- [About this exercise] Write out every entry word for word.
Data supplied Block Start
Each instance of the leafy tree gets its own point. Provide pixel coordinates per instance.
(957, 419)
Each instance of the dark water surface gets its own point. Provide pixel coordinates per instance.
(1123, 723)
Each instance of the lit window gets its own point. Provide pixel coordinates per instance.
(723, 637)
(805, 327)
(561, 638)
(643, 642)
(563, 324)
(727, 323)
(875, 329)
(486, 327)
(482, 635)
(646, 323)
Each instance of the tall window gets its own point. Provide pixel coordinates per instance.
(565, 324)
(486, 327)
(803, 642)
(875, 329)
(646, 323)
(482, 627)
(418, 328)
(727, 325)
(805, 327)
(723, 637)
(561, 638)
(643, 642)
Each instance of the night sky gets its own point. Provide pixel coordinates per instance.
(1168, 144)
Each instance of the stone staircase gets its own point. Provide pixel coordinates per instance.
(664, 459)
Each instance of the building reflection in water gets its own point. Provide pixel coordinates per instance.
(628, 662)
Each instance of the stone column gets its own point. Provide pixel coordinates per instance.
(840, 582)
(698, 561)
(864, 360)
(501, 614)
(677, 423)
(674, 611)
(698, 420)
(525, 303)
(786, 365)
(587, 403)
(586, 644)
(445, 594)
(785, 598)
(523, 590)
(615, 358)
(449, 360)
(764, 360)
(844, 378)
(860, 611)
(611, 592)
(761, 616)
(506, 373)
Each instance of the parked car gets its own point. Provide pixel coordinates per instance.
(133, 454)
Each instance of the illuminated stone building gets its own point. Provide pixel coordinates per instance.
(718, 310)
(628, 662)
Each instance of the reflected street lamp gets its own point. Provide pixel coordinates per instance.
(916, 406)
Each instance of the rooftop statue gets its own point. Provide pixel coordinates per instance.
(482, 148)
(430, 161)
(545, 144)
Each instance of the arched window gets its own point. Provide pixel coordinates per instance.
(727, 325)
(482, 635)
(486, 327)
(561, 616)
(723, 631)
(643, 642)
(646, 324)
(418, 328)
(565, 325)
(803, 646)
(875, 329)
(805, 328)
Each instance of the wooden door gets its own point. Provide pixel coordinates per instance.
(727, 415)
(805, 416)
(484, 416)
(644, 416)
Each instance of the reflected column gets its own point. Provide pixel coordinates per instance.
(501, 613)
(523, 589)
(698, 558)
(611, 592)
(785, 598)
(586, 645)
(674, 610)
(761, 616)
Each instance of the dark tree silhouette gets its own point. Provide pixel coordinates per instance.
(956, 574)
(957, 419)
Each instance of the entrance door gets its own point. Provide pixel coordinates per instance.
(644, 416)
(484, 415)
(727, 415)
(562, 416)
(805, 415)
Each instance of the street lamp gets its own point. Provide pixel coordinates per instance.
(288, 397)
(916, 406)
Data supplied Block End
- [Exercise output]
Each instance of the leafy tree gets its own point. Provide pixel coordinates per instance.
(957, 419)
Each instance of the dark water surface gets its own point. Provide pixel coordinates per instance.
(1123, 723)
Each instance of the lit window gets its own point. Provide pixel coordinates per instance.
(723, 637)
(805, 327)
(561, 638)
(643, 642)
(563, 324)
(727, 323)
(875, 329)
(486, 327)
(482, 635)
(646, 323)
Each instance of the tall window gets its own point. Provide pixel coordinates per instance.
(565, 324)
(486, 327)
(803, 642)
(875, 329)
(646, 323)
(482, 627)
(418, 328)
(727, 325)
(805, 327)
(723, 637)
(561, 638)
(643, 642)
Each instance of the night sky gets its own point. Provide pixel coordinates per instance.
(1168, 144)
Each instance of the stone staircase gets its own point. Provide pixel coordinates per instance.
(664, 459)
Each instance of the building reflection in water gets its own point. Provide pixel coordinates per instance.
(628, 662)
Each instance of the stone column gets its own point. Provide pixel coordinates per instance.
(840, 582)
(698, 561)
(864, 360)
(501, 614)
(677, 423)
(674, 611)
(698, 420)
(525, 303)
(786, 365)
(587, 403)
(586, 644)
(445, 594)
(785, 598)
(523, 590)
(615, 358)
(449, 360)
(764, 360)
(844, 378)
(860, 611)
(611, 592)
(761, 616)
(506, 373)
Each instance of the parked car gets its own point. Provide pixel coordinates per instance.
(133, 454)
Each instance of the illuminated stone building gets its own point. Provide pixel coordinates per instance.
(718, 310)
(628, 662)
Each instance of the reflected street lamp gets its own point. Provide pixel coordinates per instance.
(916, 406)
Each instance of the rooftop statue gets its own point. Provide pixel coordinates per instance.
(482, 148)
(430, 161)
(545, 144)
Each instance of the arched window gets its own point. Provide pixel coordinates per instance.
(727, 325)
(482, 635)
(486, 327)
(561, 616)
(723, 631)
(643, 642)
(646, 324)
(418, 328)
(565, 325)
(803, 646)
(875, 329)
(805, 328)
Each instance of the wooden door gets its own point. Provide pixel coordinates per instance.
(727, 415)
(805, 416)
(484, 416)
(644, 416)
Each instance of the reflected column gets its own point. Provide pixel coordinates per instance.
(501, 613)
(523, 589)
(698, 558)
(611, 592)
(785, 598)
(586, 645)
(674, 610)
(761, 616)
Each instance of the dark tree silhouette gets its own point. Provide pixel coordinates per instance.
(956, 574)
(957, 419)
Each instance of the entrance door gets its own point. Provide pixel coordinates per instance.
(644, 416)
(484, 415)
(727, 415)
(562, 416)
(805, 415)
Each instance of the street lamp gets its own point. Provide pixel coordinates per instance.
(288, 397)
(916, 406)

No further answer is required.